[Saved entries]
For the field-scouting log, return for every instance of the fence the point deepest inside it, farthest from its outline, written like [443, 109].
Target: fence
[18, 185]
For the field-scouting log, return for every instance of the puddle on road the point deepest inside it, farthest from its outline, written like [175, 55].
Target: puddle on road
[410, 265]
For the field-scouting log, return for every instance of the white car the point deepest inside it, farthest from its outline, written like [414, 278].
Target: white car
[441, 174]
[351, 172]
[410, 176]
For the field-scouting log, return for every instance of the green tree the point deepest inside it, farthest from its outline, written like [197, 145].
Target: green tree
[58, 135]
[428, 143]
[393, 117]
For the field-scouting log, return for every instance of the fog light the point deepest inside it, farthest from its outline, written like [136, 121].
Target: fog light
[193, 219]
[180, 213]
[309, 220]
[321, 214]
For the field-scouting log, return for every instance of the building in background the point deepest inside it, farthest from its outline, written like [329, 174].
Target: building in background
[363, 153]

- **Prompt**:
Convert every line of the rows above into a Markdown table with the columns No. and Line, numbering each line and leaving out blank lines.

- **Task result**:
| No. | Line |
|---|---|
| 1 | For the field-scouting log, return for every instance of the fence the point deepest inside it, farthest from its outline, written like [443, 109]. |
| 2 | Target: fence |
| 3 | [18, 185] |
| 4 | For the field-scouting log, return for every instance of the puddle on road the point deepest inside it, farthest from its outline, written like [175, 55]. |
| 5 | Target: puddle on road |
| 6 | [410, 265] |
| 7 | For the field-scouting log, return for every instance of the white car the point deepest inside it, farthest from its outline, written like [414, 278]. |
| 8 | Target: white car |
| 9 | [441, 174] |
| 10 | [351, 172] |
| 11 | [410, 176] |
| 12 | For the field-scouting log, return for every instance of the green tree the point deepest inside it, farthest from its outline, written like [197, 145]. |
| 13 | Target: green tree |
| 14 | [58, 135] |
| 15 | [428, 143] |
| 16 | [393, 117] |
| 17 | For the field-scouting log, return for every instance of the fog light the point deepest inside it, farthest from its outline, written like [136, 121]. |
| 18 | Target: fog light |
| 19 | [193, 219] |
| 20 | [180, 213] |
| 21 | [309, 220] |
| 22 | [321, 214] |
| 23 | For the field-scouting log, return for every instance of the building in background the point deepest inside it, farthest from its outline, written like [329, 174]. |
| 24 | Target: building in background |
| 25 | [363, 153] |